_Task details:_ Reproduce the material below, substituting "nonzero" for each occurrence of "even-odd" and leaving everything else unchanged.

Data items:

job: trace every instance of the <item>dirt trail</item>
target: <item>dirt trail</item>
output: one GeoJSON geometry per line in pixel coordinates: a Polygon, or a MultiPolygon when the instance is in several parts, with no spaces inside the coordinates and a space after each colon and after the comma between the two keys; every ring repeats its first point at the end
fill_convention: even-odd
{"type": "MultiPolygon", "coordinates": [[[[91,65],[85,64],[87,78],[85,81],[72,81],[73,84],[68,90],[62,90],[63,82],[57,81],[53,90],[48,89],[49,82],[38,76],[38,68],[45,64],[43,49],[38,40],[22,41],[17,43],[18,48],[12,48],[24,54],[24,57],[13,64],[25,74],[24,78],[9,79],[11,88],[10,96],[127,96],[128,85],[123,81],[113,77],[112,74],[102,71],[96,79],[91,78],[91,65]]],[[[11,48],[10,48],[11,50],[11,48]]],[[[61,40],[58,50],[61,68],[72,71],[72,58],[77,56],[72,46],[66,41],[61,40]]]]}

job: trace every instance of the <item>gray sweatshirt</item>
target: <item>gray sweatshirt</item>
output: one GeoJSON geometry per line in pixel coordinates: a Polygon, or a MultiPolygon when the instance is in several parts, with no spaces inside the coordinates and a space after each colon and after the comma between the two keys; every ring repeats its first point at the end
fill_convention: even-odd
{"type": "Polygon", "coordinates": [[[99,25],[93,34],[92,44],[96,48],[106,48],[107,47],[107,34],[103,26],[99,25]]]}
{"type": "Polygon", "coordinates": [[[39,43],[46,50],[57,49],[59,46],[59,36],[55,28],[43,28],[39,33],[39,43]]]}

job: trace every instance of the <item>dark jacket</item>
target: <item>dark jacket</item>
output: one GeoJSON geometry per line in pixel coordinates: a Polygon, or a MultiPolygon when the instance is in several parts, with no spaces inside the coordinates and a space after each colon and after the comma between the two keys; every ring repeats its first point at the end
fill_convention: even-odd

_Correct result:_
job: trace every instance of the <item>dirt trail</item>
target: <item>dirt trail</item>
output: one GeoJSON geometry per line in pixel coordinates: a Polygon, or a MultiPolygon when the instance is in several parts, with no spaces inside the coordinates and a space after each colon and after the comma between the two keys; every ring repeats its first point at the end
fill_convention: nonzero
{"type": "MultiPolygon", "coordinates": [[[[91,65],[85,64],[87,78],[85,81],[72,81],[73,84],[68,90],[62,90],[63,82],[57,81],[53,90],[48,89],[49,82],[38,76],[38,68],[45,64],[43,49],[38,40],[22,41],[17,43],[18,48],[12,48],[24,54],[24,57],[13,64],[25,74],[24,78],[9,79],[11,88],[10,96],[127,96],[128,85],[123,81],[113,77],[112,74],[102,71],[96,79],[91,78],[91,65]]],[[[11,48],[10,48],[11,50],[11,48]]],[[[61,40],[58,50],[61,68],[72,71],[72,58],[77,56],[72,46],[66,41],[61,40]]]]}

job: trace every instance of the <item>gray sweatshirt</item>
target: <item>gray sweatshirt</item>
output: one GeoJSON geometry per line in pixel coordinates: a Polygon, or a MultiPolygon when the instance is in several parts, with no spaces inside the coordinates and a space after each colon and after the comma between the two keys; every ring repeats its first point at the end
fill_convention: nonzero
{"type": "Polygon", "coordinates": [[[99,25],[93,34],[92,44],[96,48],[106,48],[107,47],[107,34],[103,26],[99,25]]]}
{"type": "Polygon", "coordinates": [[[39,43],[46,50],[57,49],[59,46],[59,36],[55,28],[43,28],[39,33],[39,43]]]}

job: trace every instance of the <item>dark jacket</item>
target: <item>dark jacket</item>
output: one GeoJSON geometry per line in pixel coordinates: a Polygon, or a MultiPolygon when the instance is in several parts, with no spaces inside the coordinates and a space after each colon and after the comma between the two keys; every ring repeats its first point at the end
fill_convention: nonzero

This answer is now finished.